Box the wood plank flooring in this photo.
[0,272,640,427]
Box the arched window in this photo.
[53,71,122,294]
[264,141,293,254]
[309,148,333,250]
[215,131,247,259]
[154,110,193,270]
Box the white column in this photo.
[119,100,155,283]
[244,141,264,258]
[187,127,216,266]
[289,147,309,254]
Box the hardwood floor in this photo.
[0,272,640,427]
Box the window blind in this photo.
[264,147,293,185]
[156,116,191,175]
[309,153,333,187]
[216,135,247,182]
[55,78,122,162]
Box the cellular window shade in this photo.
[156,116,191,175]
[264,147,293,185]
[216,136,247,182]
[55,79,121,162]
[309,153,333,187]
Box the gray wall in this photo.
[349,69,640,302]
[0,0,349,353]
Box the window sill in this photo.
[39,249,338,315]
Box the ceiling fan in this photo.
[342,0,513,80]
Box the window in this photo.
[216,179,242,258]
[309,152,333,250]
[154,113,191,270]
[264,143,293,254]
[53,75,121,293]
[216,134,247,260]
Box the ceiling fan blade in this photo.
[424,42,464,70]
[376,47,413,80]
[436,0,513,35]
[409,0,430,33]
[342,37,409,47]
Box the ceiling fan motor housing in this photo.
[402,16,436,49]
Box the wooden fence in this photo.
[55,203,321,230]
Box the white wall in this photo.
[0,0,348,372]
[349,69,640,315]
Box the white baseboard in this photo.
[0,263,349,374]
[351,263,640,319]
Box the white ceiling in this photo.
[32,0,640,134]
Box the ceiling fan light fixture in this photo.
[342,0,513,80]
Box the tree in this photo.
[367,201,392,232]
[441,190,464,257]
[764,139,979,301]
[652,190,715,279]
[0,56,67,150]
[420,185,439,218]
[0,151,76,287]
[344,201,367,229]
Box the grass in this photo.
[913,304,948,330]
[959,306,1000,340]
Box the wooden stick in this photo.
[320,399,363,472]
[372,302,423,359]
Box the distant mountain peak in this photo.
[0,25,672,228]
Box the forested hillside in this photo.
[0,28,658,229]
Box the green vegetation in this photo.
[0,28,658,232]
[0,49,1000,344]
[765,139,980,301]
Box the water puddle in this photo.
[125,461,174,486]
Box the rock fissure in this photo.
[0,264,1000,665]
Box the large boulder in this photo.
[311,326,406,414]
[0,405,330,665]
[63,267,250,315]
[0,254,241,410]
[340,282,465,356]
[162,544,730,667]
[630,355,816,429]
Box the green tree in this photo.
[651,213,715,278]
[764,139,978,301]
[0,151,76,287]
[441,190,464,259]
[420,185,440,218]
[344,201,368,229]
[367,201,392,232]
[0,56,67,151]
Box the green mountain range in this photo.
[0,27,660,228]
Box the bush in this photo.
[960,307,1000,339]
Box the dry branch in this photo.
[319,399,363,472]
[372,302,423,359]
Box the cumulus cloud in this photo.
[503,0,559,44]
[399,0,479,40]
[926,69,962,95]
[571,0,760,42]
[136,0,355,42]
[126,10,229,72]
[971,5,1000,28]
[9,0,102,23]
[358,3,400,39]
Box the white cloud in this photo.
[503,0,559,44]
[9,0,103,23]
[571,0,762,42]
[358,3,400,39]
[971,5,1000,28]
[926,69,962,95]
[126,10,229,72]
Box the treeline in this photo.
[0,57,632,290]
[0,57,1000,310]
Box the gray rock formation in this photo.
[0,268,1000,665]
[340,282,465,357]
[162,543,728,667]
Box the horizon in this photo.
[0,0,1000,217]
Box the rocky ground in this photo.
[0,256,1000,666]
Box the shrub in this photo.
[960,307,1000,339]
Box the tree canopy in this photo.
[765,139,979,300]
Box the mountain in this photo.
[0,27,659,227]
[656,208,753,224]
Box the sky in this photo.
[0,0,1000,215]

◇ ◇ ◇ ◇ ◇ ◇ ◇

INSTRUCCIONES A SEGUIR >> Transcribe sin cambios cada línea del material, de la primera a la última.

RESPUESTA SOLICITADA >>
Box the wood plank flooring in this photo.
[0,272,640,427]
Box the arched window in this photo.
[53,71,122,294]
[264,141,293,254]
[309,148,333,250]
[215,131,247,259]
[154,110,193,270]
Box the white column in this photo.
[119,100,155,283]
[244,141,264,258]
[187,127,216,266]
[289,147,309,254]
Box the hardwood floor in this photo.
[0,272,640,427]
Box the window blind in this photo.
[264,147,293,185]
[156,116,191,175]
[309,153,333,187]
[216,135,247,182]
[55,78,122,162]
Box the cellular window shade in this photo.
[156,116,191,175]
[264,147,293,185]
[216,136,247,182]
[55,79,121,162]
[309,153,333,187]
Box the gray wall in this photo.
[349,69,640,302]
[0,0,349,353]
Box the window sill in this photo.
[39,249,338,315]
Box the ceiling fan in this photo.
[342,0,513,80]
Box the window in this photo.
[216,179,242,258]
[309,152,333,250]
[154,113,191,270]
[264,143,293,254]
[53,75,121,293]
[216,134,247,260]
Box the ceiling fan blade in this photo.
[424,42,464,70]
[376,47,413,80]
[436,0,513,35]
[409,0,430,33]
[342,37,409,47]
Box the ceiling fan motor housing in this photo.
[402,16,436,49]
Box the wooden fence in this photo.
[55,203,321,230]
Box the white wall in this photo.
[0,0,348,372]
[349,69,640,315]
Box the white baseboard in this photo.
[0,263,349,374]
[351,263,640,319]
Box the white ceiling in this photo.
[32,0,640,134]
Box the ceiling fan light fixture in this photo.
[342,0,513,80]
Box the tree in this photo.
[367,201,392,232]
[441,190,464,257]
[764,139,979,301]
[652,190,715,279]
[0,56,67,150]
[420,185,439,218]
[0,151,76,287]
[344,201,367,229]
Box the grass in this photo.
[913,304,948,330]
[959,306,1000,340]
Box the wooden stick in this photo.
[320,399,363,472]
[372,302,423,359]
Box the distant mountain peak in this photo.
[0,25,672,228]
Box the forested hillside in this photo.
[0,28,658,229]
Box the green vegetation in this photo.
[0,28,658,232]
[0,49,1000,344]
[765,139,980,301]
Box the water puddle in this photo.
[125,461,174,486]
Box the rock fissure in this photo.
[0,264,1000,665]
Box the large boulder in this photo.
[311,326,406,414]
[0,405,330,665]
[63,267,250,315]
[0,254,241,410]
[340,282,465,356]
[162,544,730,667]
[630,355,816,429]
Box the green tree in this photo.
[651,213,715,278]
[764,139,978,301]
[0,151,76,287]
[441,190,464,259]
[420,185,440,218]
[344,201,368,229]
[367,201,392,232]
[0,56,67,151]
Box the green mountain range in this photo.
[0,27,660,228]
Box the bush in this photo.
[960,307,1000,339]
Box the dry branch in this photo.
[319,399,363,472]
[372,302,423,359]
Box the cumulus cloud in this photo.
[503,0,559,44]
[399,0,479,40]
[926,69,962,95]
[571,0,760,42]
[136,0,355,42]
[126,10,229,72]
[971,5,1000,28]
[9,0,102,23]
[358,3,400,39]
Box the white cloud in this photo.
[503,0,559,44]
[9,0,103,23]
[571,0,762,42]
[358,3,400,39]
[971,5,1000,28]
[926,69,962,95]
[126,10,229,72]
Box the treeline in this photo.
[0,57,632,290]
[0,57,1000,310]
Box the gray rock formation in this photo.
[0,268,1000,665]
[340,282,465,357]
[162,543,728,667]
Box the horizon in this photo.
[0,0,1000,217]
Box the rocky ground in this photo.
[0,256,1000,666]
Box the shrub in this photo.
[960,307,1000,339]
Box the tree canopy in this photo.
[765,139,979,300]
Box the mountain in this photo.
[0,27,659,227]
[656,208,753,224]
Box the sky in this photo.
[0,0,1000,215]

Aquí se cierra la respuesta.